# SELECTED EXTRACT
::::::::::

What you were trying to do (and why)

I would like to use the cask.json API to preview the binary that would be installed for a cask, so I run:

# curl -s https://formulae.brew.sh/api/cask.json | jq '.[] | select(.token == "brave-browser") | .url'
"https://updates-cdn.bravesoftware.com/sparkle/Brave-Browser/stable/134.81/Brave-Browser-x64.dmg"

What happened (include screenshots)

On an M1 MBP, and when I actually install the cask, it is different than the one listed by the API (which always lists the Intel download):

marc@zap ~ % brew upgrade brave-browser

==> Upgrading 1 outdated package:
brave-browser 1.34.80.0,134.80 -> 1.34.81.0,134.81
==> Upgrading brave-browser
==> Downloading https://updates-cdn.bravesoftware.com/sparkle/Brave-Browser/stable-arm64/134.81/Brave-Browser-arm64.dmg

This is because the cask at https://formulae.brew.sh/api/cask-source/brave-browser.rb provides a different URL for Intel and ARM.

::::::::::

# PROBLEMS TO WORK ON
a) Answer these questions using the bug report above, one line each, marked the same way:
(i) Which cask token does the jq command select?
(ii) To what version does brew upgrade bring brave-browser?
(iii) Which download does the API always list?
b) Reproduce the bug report verbatim from "I would like" to "happened (include screenshots)".

# DATA SEGMENT
::::::::::

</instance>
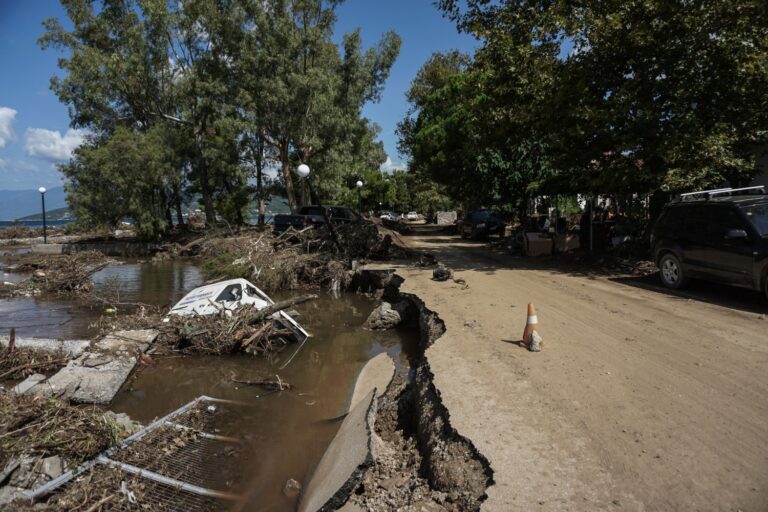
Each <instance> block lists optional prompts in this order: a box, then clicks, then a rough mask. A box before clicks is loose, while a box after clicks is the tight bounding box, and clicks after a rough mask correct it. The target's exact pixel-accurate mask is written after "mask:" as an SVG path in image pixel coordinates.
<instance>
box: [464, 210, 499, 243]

::::::::::

# ANSWERS FOR THIS EXERCISE
a)
(i) brave-browser
(ii) 1.34.81.0,134.81
(iii) The Intel download

b)
I would like to use the cask.json API to preview the binary that would be installed for a cask, so I run:

# curl -s https://formulae.brew.sh/api/cask.json | jq '.[] | select(.token == "brave-browser") | .url'
"https://updates-cdn.bravesoftware.com/sparkle/Brave-Browser/stable/134.81/Brave-Browser-x64.dmg"

What happened (include screenshots)